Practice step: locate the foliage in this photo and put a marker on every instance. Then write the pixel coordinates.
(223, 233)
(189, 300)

-.-.-

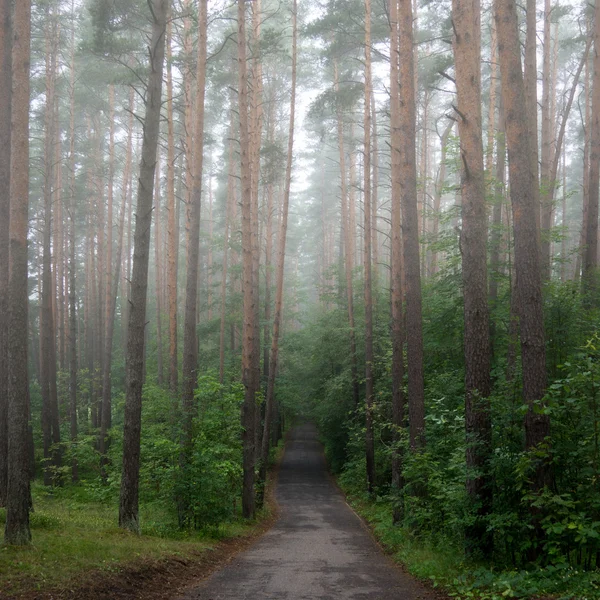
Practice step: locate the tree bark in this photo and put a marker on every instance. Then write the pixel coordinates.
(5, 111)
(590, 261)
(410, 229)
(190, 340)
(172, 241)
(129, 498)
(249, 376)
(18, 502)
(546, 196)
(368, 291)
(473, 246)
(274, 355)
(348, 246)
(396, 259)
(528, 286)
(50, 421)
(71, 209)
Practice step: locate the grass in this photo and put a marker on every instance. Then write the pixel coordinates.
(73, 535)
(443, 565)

-.-.-

Report each line above that contains the word "write", copying every such line in full.

Practice step: locate the foliage in this photo and put a marker on every instance. Then write the pixel coordinates.
Practice step: locate the tree bark in this photo and put a marker on every instance. Then write the pixel coordinates.
Practice step: locate the grass in this photo and put a marker on every instance. Then write the pixel coordinates.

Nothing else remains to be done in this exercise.